*STATED TASK 1:* Shift the coordinates in the answers of the pointing dataset rows below by adding 88 to every number, and write the rows out again with their requests. Begin at the start of the rows and stop after the line that contains "point(182, 20)".

*SELECTED PASSAGE:*
------------------------------------------------------------------------

Putting aside the musical theme for a moment, this quiz boiled down to a
text processing problem, complicated slightly by the fact that tab
formats are actually quite variable, and often input will contain text
mixed with valid tab. This required the solutions to be liberal in what
they would accept, and conservative in their output - something that all
the solutions achieved in different ways. Let's look first at the Tab
class from Anthony Moralez's solution:
class Tab
def initialize(tab_file)
@chords = []
@file = tab_file
@tab = extract_tabs(tab_file)
end
#select only lines containing tab notation and remove extraneous chars
def extract_tabs(file)
File.readlines(file).select { |line|
line =~ /[eBGDAE|-][|-]/
}.collect { |line|
line.gsub(/[eBGDAE|\s]/, '')
}
end
We can already see how Anthony is handling plain-text in the tab files -
lines are selected from the input using a regular expression, looking
for the string note at the start of a tab line, followed by tab
characters. Failing that, two consecutive -- are accepted. This is a
trade-off on Anthony's part: many tabs omit the string notes on some or
all of the tablature, and Anthony's solution will still pick that up.
However, it may also pick up some extraneous lines, such as message
headers and the like.
The selected lines are then massaged using gsub, to remove any
extraneous characters (those string notes, spaces, and bars).

------------------------------------------------------------------------

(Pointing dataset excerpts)
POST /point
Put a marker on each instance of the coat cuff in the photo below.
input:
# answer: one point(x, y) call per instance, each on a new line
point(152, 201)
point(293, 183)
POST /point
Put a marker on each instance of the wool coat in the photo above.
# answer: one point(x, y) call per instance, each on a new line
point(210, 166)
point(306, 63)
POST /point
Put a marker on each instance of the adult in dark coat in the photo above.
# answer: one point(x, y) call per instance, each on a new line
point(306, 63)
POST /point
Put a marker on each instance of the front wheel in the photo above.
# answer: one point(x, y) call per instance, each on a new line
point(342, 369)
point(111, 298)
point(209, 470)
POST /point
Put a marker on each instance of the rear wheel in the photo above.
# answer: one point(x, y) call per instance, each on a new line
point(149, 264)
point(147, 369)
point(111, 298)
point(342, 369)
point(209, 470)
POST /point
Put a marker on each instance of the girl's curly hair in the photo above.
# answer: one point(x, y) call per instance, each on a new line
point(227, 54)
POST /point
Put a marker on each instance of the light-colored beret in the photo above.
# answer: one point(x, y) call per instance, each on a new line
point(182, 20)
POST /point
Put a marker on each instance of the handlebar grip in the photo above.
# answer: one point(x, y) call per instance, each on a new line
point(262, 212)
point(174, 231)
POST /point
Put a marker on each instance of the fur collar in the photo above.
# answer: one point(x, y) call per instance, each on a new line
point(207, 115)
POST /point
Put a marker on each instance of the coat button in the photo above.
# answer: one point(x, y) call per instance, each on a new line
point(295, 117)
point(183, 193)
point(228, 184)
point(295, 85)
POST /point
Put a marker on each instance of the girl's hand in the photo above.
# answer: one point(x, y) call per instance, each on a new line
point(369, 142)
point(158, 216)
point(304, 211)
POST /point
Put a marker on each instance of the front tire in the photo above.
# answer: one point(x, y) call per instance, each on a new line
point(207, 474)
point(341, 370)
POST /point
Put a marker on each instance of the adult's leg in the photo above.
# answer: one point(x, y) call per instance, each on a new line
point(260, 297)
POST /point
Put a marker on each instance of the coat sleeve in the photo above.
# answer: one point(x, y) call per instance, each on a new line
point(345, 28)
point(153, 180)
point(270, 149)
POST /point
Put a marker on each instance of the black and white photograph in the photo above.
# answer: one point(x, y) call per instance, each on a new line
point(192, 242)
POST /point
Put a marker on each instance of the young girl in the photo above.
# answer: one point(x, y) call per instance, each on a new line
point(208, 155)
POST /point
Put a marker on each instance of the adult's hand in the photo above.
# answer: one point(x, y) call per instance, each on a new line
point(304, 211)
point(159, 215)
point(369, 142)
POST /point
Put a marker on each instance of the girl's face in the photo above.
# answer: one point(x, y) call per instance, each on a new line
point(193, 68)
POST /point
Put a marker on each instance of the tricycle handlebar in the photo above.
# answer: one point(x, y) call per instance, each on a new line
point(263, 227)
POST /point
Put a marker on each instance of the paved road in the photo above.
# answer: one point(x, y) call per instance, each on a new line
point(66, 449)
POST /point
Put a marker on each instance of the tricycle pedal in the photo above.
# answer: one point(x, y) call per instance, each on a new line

------------------------------------------------------------------------

*STATED TASK 2:* Continue the passage on parsing guitar tab, starting after its final sentence.

*RIGHT ANSWER 1:*
POST /point
Put a marker on each instance of the coat cuff in the photo below.
input:
# answer: one point(x, y) call per instance, each on a new line
point(240, 289)
point(381, 271)
POST /point
Put a marker on each instance of the wool coat in the photo above.
# answer: one point(x, y) call per instance, each on a new line
point(298, 254)
point(394, 151)
POST /point
Put a marker on each instance of the adult in dark coat in the photo above.
# answer: one point(x, y) call per instance, each on a new line
point(394, 151)
POST /point
Put a marker on each instance of the front wheel in the photo above.
# answer: one point(x, y) call per instance, each on a new line
point(430, 457)
point(199, 386)
point(297, 558)
POST /point
Put a marker on each instance of the rear wheel in the photo above.
# answer: one point(x, y) call per instance, each on a new line
point(237, 352)
point(235, 457)
point(199, 386)
point(430, 457)
point(297, 558)
POST /point
Put a marker on each instance of the girl's curly hair in the photo above.
# answer: one point(x, y) call per instance, each on a new line
point(315, 142)
POST /point
Put a marker on each instance of the light-colored beret in the photo above.
# answer: one point(x, y) call per instance, each on a new line
point(270, 108)

*RIGHT ANSWER 2:*
Adam Shelly took a different approach. His code is based around a main
loop, which loops through the input file looking for runs of six
consecutive lines of equal length. Here's the first part of that loop:
until ARGF.eof do
lines << ARGF.gets.chomp.split('');
#read until we find 6 lines of same length
if lastlength and lastlength != lines[-1].length
#throw away nonmatching lines
lines.shift while lines.size > 1
end
lastlength = lines[-1].length
This is a clever way to approach the problem, and I think it will
reliably find most tabs in a given file. There are still potential false
positive matches (an ASCII table over six lines, for example) but those
are probably relatively few and far between. Here's the rest of the
loop, which converts the notes to the guitar's expected format, and does
the actual playing:
if lines.size == 6
sig = lines.inject([]){|a,l| a <<l.shift}
#make sure it has a key signature
if !sig.find{|e| !e or !(("A".."G").include?(e.upcase))}
#create a guitar in the key of the first tab found.
g ||= Guitar.new(Guitar::NYLON_ACOUSTIC,
tuningMap[sig.reverse.join.upcase])
until (lines[0].empty?)
note = lines.inject([]){|a,l| a << l.shift}
if (note[0]!='|')
p note.join if $DEBUG
g.play(note.join)
end
end
end
lines.clear
end
end
This runs every time the buffer gets to six equal-length lines, and
handles both conversion and playing. Firstly, Adam shifts the first
character from each tab line and stores them in an array - this will be
the string note at the start of the line. These are then checked to make
sure they all fall within the valid range of notes (A to G), and if so
they are used to select a tuning for the guitar. Adam then steps through
the tab lines, using inject to shift the first character from each line,
and putting them together to make the notes passed into the guitar.
(Incidentally, Adam's solution seems to be designed for a left-handed
guitar, since it passes the notes to the guitar in reverse order).
These solutions, and most of the others, used the guitar provided with
the quiz, and as such are subject to the limitations mentioned in the
quiz. As it turned out, extending the guitar entailed more work than
first appeared, but Douglas Seifert had a go, removing that nine-fret
limitation and providing the ability to vary the note type that was
played. To achieve this, Douglas changed this:
d = @seq.note_to_delta(@note)
notes.split(//).each_with_index do |fret, channel|
...
end
to (some whitespace and comments edited):
md = /(\w):(.+)/.match(notes)
notetype = @notes[md[1]]
d = @seq.note_to_delta(notetype)
md[2].split('|').each_with_index do |fret, channel|
...
end
This changes the guitar's expected input format, but that's probably
unavoidable if we want to support more than single digit frets. Douglas
kindly explains the new format in his comments:
# Play some notes on the guitar. Pass notes in this notation:
#
# "n:6|5|4|3|2|1"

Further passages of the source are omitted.